- Theatrical release poster
- Directed by: Amarjit Singh Saron
- Screenplay by: Amarjit Singh Saron; Naresh Kathooria;
- Story by: Naresh Kathooria
- Produced by: Diljit Dosanjh; Daljit Thind;
- Starring: Diljit Dosanjh; Sohail Ahmed; Sargun Mehta;
- Cinematography: Baljit Singh Deo
- Edited by: Rohit Dhiman
- Music by: Avvy Sra
- Production companies: Thind Motion Films; Storytime Productions;
- Release date: 5 October 2022;
- Running time: 135 minutes
- Country: India
- Language: Punjabi
- Box office: ₹32.11 crore

= Babe Bhangra Paunde Ne =

2022 Indian Punjabi-language film

Babe Bhangra Paunde Ne is an Indian Punjabi comedy film directed by Amarjit Singh Saron. It stars Diljit Dosanjh, Sargun Mehta and Sohail Ahmed with Gurpreet Bhangu, Jassica Gill and Bhavkhandan Singh Rakhra in supporting roles. The film depicts the story of three friends who try to adopt an orphaned old man in order to swindle him of his insurance money and become rich.

The film was released on 5 October 2022 in India and Canada.

== Plot ==
Jaggi and his friends are portrayed as being on a mission to become rich and successful. They come up with various ideas, such as innovative underwear and machines to instantly produce butter and ghee. They attempt to secure investments from Jaggi's girlfriend Mithi's father, but their efforts fail, leading to Mithi breaking up with Jaggi.

They then fixate on the idea of acquiring an elderly man and obtaining his life insurance, allowing them to legally claim money after his death. Disguised as businessmen, they visit an old age home and quickly become close to the residents, all the while searching for someone who appears to be near death. They select Iqbal, whose kidneys have failed and whose liver is infected. After getting him insured, they wait for the paperwork to process. Unfortunately, the old man refuses to die and even wins a marathon race. In desperation, Jaggi decides to adopt another resident, but the plan backfires, leaving him overwhelmed with the entire nursing home of seniors in his rented house, along with their caretaker. During this chaos, Jaggi falls for Preet.

**Task 1:** In the film article, which resident of the old age home do Jaggi and his friends select?
**Task 2:** From the film article, repeat the stretch from "Babe Bhangra Paunde Ne is" through "India and Canada.".
The listing plays no part in this work.

**Extracted entries:**
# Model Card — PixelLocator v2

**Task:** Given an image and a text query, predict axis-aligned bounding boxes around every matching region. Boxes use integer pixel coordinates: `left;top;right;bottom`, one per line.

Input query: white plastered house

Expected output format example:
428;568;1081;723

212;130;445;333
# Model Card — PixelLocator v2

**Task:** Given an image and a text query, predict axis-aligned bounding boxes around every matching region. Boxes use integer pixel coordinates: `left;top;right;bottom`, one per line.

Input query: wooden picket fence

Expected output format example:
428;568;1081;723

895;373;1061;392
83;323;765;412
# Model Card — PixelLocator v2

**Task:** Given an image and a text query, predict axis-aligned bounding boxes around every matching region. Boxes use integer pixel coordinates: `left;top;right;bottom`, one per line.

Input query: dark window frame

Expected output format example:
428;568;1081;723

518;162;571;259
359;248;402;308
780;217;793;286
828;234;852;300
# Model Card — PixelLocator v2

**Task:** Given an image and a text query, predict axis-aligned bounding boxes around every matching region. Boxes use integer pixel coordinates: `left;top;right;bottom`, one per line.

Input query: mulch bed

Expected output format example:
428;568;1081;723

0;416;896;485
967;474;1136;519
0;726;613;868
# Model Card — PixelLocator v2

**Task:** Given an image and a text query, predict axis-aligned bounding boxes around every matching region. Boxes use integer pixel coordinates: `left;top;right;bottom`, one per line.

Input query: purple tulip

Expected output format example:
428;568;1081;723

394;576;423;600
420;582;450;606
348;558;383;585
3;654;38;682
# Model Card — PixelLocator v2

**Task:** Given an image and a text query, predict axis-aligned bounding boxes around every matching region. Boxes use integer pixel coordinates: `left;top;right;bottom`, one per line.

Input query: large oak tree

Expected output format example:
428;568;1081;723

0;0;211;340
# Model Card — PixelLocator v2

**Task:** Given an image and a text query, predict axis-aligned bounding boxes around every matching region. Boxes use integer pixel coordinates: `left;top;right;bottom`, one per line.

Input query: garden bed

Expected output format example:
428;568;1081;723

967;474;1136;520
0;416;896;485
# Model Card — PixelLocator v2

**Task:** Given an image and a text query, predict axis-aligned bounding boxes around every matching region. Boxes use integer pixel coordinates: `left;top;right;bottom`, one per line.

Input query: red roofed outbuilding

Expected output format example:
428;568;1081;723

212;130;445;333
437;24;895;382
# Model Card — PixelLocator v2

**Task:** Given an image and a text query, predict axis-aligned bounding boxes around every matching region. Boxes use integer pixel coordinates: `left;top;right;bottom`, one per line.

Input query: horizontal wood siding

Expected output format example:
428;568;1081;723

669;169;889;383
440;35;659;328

**Exercise output 1:** Iqbal

**Exercise output 2:**
Babe Bhangra Paunde Ne is an Indian Punjabi comedy film directed by Amarjit Singh Saron. It stars Diljit Dosanjh, Sargun Mehta and Sohail Ahmed with Gurpreet Bhangu, Jassica Gill and Bhavkhandan Singh Rakhra in supporting roles. The film depicts the story of three friends who try to adopt an orphaned old man in order to swindle him of his insurance money and become rich.

The film was released on 5 October 2022 in India and Canada.